(Items from a data source)
>>>

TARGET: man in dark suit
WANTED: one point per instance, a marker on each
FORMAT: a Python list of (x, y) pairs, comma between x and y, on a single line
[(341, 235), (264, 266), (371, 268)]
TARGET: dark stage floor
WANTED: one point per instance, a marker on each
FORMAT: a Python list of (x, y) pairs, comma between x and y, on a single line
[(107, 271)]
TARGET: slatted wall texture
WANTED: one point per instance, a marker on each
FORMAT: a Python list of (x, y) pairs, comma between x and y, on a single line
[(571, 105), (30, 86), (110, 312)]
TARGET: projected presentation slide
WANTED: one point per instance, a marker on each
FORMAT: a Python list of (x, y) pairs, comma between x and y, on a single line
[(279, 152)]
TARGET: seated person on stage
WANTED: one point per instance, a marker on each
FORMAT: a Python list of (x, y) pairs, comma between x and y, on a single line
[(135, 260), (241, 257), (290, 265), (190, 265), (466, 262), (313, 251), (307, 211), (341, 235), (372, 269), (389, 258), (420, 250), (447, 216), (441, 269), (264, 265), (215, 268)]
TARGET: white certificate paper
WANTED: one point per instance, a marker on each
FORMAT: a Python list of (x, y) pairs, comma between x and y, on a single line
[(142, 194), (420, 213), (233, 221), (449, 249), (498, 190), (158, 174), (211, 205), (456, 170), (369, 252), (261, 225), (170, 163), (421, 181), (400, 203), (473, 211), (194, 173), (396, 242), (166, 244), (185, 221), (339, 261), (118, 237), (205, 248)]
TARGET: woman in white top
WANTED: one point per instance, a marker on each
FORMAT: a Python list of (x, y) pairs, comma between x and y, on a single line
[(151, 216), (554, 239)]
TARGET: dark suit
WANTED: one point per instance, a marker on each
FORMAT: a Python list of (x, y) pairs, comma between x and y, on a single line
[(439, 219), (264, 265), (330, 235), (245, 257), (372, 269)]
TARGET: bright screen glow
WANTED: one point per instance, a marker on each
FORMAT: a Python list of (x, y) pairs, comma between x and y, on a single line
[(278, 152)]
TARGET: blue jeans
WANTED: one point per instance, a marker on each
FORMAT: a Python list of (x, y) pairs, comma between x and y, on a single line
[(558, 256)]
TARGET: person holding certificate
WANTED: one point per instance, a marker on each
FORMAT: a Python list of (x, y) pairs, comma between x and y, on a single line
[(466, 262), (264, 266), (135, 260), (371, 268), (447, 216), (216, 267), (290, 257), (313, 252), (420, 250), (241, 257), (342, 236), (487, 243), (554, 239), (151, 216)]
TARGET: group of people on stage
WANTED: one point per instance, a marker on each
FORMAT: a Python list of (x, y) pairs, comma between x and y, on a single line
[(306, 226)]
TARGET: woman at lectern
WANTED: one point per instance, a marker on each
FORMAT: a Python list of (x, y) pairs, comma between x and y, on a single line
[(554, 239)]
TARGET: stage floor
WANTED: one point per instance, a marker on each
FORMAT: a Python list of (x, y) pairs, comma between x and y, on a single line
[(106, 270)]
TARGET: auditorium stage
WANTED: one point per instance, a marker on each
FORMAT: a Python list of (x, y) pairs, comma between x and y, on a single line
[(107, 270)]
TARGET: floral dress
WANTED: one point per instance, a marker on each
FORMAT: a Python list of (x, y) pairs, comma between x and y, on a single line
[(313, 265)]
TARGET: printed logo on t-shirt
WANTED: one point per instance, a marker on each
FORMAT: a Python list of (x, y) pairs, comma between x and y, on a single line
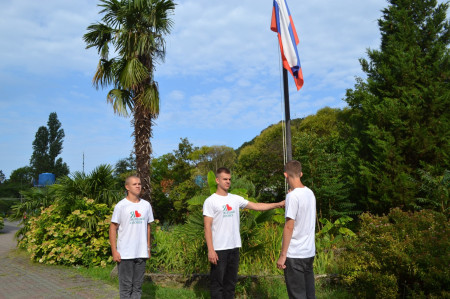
[(227, 211), (136, 217)]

<<<

> **Task details**: Can you copy out the whole listing above word for word, leaving out any pictures?

> **Worked solution**:
TARGET: man in dark suit
WANTED: one point per instance, a marker on each
FORMAT: a Python list of (x, y) pairs, comma between x and y, on a single line
[(341, 235), (264, 266), (371, 268)]
TARGET: dark stage floor
WANTED: one point per instance, a marker on each
FORMAT: a Python list of (x, y) pairs, comma between x and y, on a single line
[(107, 271)]
TARGET: slatted wall texture
WANTED: one point per instance, a marker on each
FORMAT: a Python list of (x, y) pairs, comma between x and y, on a single line
[(571, 105), (30, 86), (110, 312)]
TARGET: projected presentation slide
WANTED: one point per instance, a marker on each
FORMAT: a Python list of (x, y) pairs, comma between x and y, on a single line
[(279, 152)]
TARGET: seated person on stage
WANTED: one point per instance, a marker on each
FORMAT: a Python list of (x, y) pairs, comma between x and y, on a single line
[(135, 260), (241, 257), (290, 265), (190, 265), (466, 262), (313, 251), (307, 211), (341, 235), (372, 269), (389, 258), (420, 250), (447, 216), (441, 269), (264, 265), (215, 268)]
TARGET: white certificate paper
WANTED: one point per instance, a marker on each
FORMAT: a Python list of (x, y) pairs, comma between x and y, on a single line
[(142, 194), (420, 213), (233, 221), (449, 249), (498, 190), (158, 174), (211, 205), (456, 170), (369, 252), (261, 225), (170, 163), (421, 181), (400, 203), (473, 211), (194, 173), (396, 242), (166, 244), (185, 221), (339, 261), (118, 237), (205, 248)]
TARGET: woman in white top
WANTED: one point per instance, a marker on each
FORMAT: a Python list of (x, y) pairs, comma between x and y, on a single line
[(151, 216), (554, 239)]
TARGET: dark suit
WANTED: one point per instance, a marker on each
FORMAT: a Python list of (x, y) pairs, comma between x and y, on a single line
[(439, 219), (264, 265), (330, 235), (245, 257), (372, 269)]
TARGET: bright screen glow
WANTED: one point per instance, a marker on each
FORMAT: a Python list of (x, y) pairs, comma between x and y, on a single line
[(278, 152)]
TARGET: blue jeans
WANTED: one point per instance, a marker on each
FORMAT: a Python list of (x, y) pairs, comma between x and y, on a single line
[(558, 256)]
TARGET: person holding certificate
WANTED: one point per instance, a marker on each
FORMAT: a Python list of (x, y) pairs, comma between x and y, on a single line
[(466, 262), (264, 266), (135, 260), (371, 268), (447, 216), (216, 267), (290, 257), (313, 252), (420, 250), (241, 257), (342, 236), (487, 243), (554, 239), (151, 216)]
TARGET: group of people on stage
WANTED: one point per instance, a marker on each
FORMAT: a Python list of (x, y) pairs, comma between x and y, on a single line
[(306, 226)]
TARGET: woman at lectern
WANTED: one point per instance, a marker on each
FORMAT: a Python list of (x, y) pairs, comma between x and y, on a single line
[(554, 239)]
TARGET: stage floor
WANTED: one point per instance, a marker on each
FORMAT: a Python list of (x, y) pairs, comma between x and y, on a single line
[(106, 270)]
TARGET: auditorium stage
WANTED: one point per instance, a marker on each
FORMAT: a Python list of (x, y) pairs, comma between x and y, on a single line
[(107, 270)]
TARGET: floral dress
WANTED: one point per instance, a marker on each
FORMAT: a Python list of (x, y) pairs, comma between x and y, on a single line
[(313, 265)]
TARGET: printed logo on t-shirt
WANTED: one point per instance, a marker on each
FORMAT: a Python list of (x, y) pairs, comma between x and y, on a single line
[(227, 211), (136, 217)]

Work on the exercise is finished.